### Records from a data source
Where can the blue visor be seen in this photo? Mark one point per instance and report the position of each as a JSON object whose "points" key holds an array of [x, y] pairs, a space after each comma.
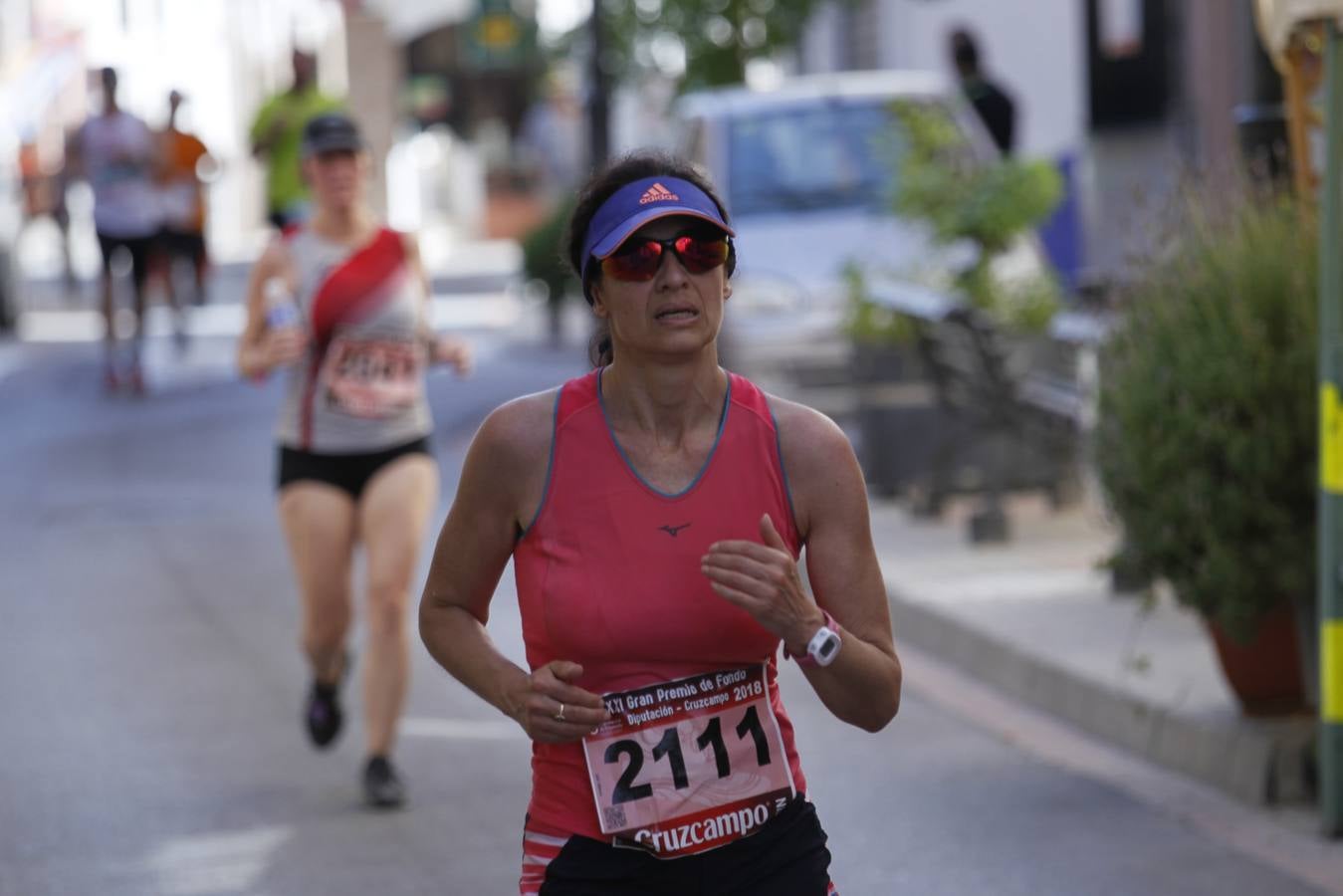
{"points": [[639, 202]]}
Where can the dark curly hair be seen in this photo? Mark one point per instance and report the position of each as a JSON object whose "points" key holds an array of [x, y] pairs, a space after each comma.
{"points": [[602, 185]]}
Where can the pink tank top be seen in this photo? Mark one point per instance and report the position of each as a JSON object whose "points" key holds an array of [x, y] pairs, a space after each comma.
{"points": [[608, 573]]}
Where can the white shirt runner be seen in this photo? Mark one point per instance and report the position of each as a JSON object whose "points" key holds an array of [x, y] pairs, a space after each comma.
{"points": [[373, 377], [689, 765]]}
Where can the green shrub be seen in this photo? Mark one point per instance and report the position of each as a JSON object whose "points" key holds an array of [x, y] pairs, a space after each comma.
{"points": [[962, 199], [543, 257], [1207, 445]]}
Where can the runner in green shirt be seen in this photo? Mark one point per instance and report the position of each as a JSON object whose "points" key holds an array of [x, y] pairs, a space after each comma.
{"points": [[276, 135]]}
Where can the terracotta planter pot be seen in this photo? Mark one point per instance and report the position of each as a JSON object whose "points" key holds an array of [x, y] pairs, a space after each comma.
{"points": [[1265, 675]]}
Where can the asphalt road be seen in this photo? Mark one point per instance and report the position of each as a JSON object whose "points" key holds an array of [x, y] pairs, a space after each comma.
{"points": [[150, 689]]}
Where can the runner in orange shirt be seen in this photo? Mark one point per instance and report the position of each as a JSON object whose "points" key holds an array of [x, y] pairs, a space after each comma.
{"points": [[183, 198]]}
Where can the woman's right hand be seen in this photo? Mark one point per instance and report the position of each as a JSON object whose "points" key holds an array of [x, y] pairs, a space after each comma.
{"points": [[553, 710], [282, 346]]}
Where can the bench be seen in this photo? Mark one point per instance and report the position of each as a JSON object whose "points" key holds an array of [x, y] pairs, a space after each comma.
{"points": [[988, 412]]}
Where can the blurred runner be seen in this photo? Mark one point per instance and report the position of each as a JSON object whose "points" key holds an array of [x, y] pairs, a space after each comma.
{"points": [[341, 303], [115, 152], [277, 133], [181, 193]]}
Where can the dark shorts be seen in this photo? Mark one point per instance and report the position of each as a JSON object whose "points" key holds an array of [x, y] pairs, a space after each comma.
{"points": [[787, 857], [137, 247], [346, 472], [181, 243]]}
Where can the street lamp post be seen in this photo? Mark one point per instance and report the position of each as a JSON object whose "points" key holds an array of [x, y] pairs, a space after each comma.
{"points": [[1288, 27], [599, 127]]}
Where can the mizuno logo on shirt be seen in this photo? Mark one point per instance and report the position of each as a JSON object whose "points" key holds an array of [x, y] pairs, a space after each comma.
{"points": [[657, 193]]}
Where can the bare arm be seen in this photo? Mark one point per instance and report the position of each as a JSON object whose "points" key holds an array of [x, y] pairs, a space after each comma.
{"points": [[501, 487], [261, 348], [862, 685]]}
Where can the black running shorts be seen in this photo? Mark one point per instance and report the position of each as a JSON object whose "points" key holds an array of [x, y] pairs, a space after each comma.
{"points": [[349, 473], [787, 857]]}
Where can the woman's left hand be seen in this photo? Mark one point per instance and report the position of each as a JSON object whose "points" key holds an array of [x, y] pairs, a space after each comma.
{"points": [[449, 349], [763, 579]]}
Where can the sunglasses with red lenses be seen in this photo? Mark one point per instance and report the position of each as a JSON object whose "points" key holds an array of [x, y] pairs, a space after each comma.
{"points": [[638, 260]]}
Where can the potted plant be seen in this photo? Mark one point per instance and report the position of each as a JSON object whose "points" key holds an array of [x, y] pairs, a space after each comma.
{"points": [[1207, 442]]}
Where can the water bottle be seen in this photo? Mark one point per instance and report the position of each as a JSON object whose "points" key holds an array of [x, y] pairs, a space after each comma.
{"points": [[281, 310]]}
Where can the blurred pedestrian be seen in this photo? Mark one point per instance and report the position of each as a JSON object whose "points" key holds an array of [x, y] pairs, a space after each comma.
{"points": [[115, 152], [341, 304], [655, 535], [183, 158], [277, 133], [992, 103]]}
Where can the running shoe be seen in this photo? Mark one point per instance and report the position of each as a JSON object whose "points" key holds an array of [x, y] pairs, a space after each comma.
{"points": [[323, 714], [383, 787]]}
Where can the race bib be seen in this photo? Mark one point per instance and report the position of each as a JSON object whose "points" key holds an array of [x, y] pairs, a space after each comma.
{"points": [[373, 377], [689, 765]]}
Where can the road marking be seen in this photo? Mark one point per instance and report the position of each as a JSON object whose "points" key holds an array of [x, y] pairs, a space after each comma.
{"points": [[215, 864], [462, 729]]}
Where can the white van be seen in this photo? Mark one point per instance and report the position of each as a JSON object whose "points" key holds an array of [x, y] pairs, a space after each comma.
{"points": [[807, 171]]}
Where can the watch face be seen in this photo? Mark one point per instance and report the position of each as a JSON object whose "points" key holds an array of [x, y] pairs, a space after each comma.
{"points": [[823, 646]]}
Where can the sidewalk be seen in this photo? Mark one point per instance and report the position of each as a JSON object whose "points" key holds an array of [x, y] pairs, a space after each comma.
{"points": [[1035, 618]]}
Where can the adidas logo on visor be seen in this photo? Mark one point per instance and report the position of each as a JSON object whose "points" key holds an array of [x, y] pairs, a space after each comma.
{"points": [[657, 193]]}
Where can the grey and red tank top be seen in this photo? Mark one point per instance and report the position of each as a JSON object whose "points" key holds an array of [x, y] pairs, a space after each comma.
{"points": [[608, 576], [360, 387]]}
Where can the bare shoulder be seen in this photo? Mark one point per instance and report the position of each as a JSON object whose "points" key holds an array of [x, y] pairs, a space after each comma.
{"points": [[824, 480], [810, 439], [516, 435]]}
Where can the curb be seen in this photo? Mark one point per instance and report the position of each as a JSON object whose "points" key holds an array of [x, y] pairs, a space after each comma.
{"points": [[1257, 762]]}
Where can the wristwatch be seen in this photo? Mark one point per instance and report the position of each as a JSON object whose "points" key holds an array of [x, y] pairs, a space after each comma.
{"points": [[823, 646]]}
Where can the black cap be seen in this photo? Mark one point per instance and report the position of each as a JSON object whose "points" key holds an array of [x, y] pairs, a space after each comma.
{"points": [[332, 131]]}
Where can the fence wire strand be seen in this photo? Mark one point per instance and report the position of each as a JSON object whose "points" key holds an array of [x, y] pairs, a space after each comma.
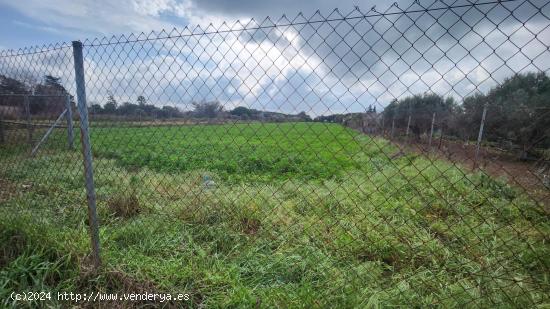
{"points": [[395, 158]]}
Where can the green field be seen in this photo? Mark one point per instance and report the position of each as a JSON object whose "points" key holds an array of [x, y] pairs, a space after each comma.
{"points": [[299, 215]]}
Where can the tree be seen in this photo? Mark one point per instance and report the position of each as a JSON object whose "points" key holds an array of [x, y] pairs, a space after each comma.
{"points": [[421, 109], [10, 85], [141, 100], [518, 112], [96, 109], [211, 109], [111, 105]]}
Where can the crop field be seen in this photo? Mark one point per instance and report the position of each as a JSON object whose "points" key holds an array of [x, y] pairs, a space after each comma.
{"points": [[281, 214]]}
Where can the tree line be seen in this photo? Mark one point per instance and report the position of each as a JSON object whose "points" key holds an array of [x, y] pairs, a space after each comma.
{"points": [[518, 114]]}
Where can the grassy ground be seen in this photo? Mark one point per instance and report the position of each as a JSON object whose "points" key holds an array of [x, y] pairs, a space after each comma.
{"points": [[299, 215]]}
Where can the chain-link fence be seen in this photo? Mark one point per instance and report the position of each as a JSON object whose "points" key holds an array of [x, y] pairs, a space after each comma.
{"points": [[394, 158]]}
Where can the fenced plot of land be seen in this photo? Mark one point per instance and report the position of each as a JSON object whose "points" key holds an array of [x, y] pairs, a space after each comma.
{"points": [[220, 212]]}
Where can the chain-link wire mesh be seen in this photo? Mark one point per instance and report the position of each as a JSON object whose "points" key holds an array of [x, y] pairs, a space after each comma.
{"points": [[396, 158]]}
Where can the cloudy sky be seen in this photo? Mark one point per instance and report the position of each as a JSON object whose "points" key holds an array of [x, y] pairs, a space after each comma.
{"points": [[322, 67]]}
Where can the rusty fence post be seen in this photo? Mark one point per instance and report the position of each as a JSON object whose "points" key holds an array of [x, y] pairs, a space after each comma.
{"points": [[431, 133], [29, 119], [86, 151], [480, 135], [69, 116]]}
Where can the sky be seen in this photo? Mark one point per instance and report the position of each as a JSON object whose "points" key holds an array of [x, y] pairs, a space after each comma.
{"points": [[320, 68]]}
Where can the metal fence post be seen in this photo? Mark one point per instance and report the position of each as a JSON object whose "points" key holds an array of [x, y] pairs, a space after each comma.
{"points": [[2, 138], [431, 133], [69, 116], [86, 150], [408, 125], [392, 127], [29, 120], [480, 135]]}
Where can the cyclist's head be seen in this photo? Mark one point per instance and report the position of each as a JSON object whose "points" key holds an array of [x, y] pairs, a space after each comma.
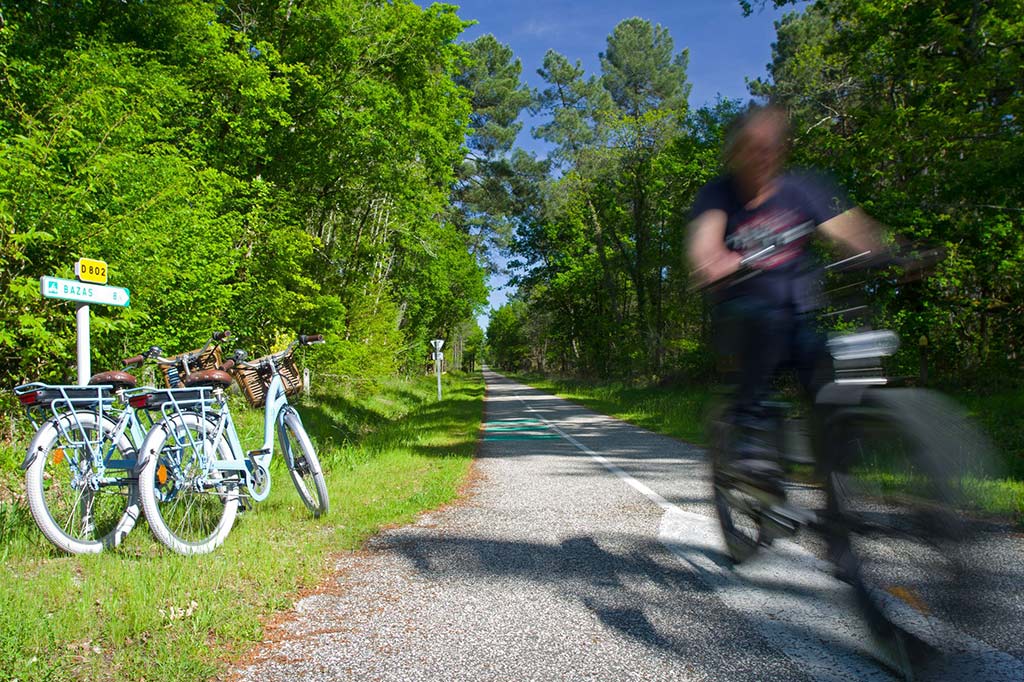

### Work to complete
Word for word, set down the lines from the line with "Where can the grassy" through the last line of the entries, and nothing else; the pictures stay out.

### Expected answer
Where can the grassy ground be seen in this photo? Mark one point per instance and report the position of each as a JSON object whose "points" key holds an array of [x, y] pairs, a space after each comma.
{"points": [[299, 215]]}
Where can the chain-link fence be seen in this photo? Mark one point per instance and report the position of each as a JSON object whose "points" key holds an array of [x, y] pairs, a space after each comma.
{"points": [[394, 158]]}
Where can the fenced plot of land be seen in this photo? Mark one point per instance and report the position of each as a JSON object whose "points" key holds an array of [x, y] pairs, a space after each comma.
{"points": [[220, 212]]}
Where can the chain-link wire mesh be seen in this photo? Mark one point per instance and report the position of each as a JSON object whose "points" key holds an array of [x, y] pairs, a space after each comma.
{"points": [[396, 158]]}
Where can the cloudy sky be seen in this photo? Mark one point per instance and report the position of each as a JSON object whose "points" key holds an array of [x, y] pairs, a space after each comma.
{"points": [[322, 67]]}
Where can the rusty fence post be seen in this photo? Mark one point per instance and report the position of each as a JSON object whose "points" key holds an array of [x, y] pairs, a space after each comma.
{"points": [[431, 133], [29, 119], [86, 151], [480, 135], [69, 116]]}
Where can the sky be seen in this photo? Mark one point per instance and report the position of each as a JSON object whose "points" key holds an array of [x, y] pairs, a space after each comma.
{"points": [[320, 68]]}
Where can the metal fence post be seen in this photo? Mark one point per instance and report the position of each as a JSON object whose "points" key holds an array of [x, y] pairs, a space after each comma.
{"points": [[2, 138], [431, 133], [69, 116], [86, 150], [408, 125], [392, 127], [29, 120], [480, 135]]}
Where can the cyclist's head be seen in this photo? Mark one point per instance and report the position of each as a JSON object whose "points" key holds an array of [x, y] pairs, a space after each comma.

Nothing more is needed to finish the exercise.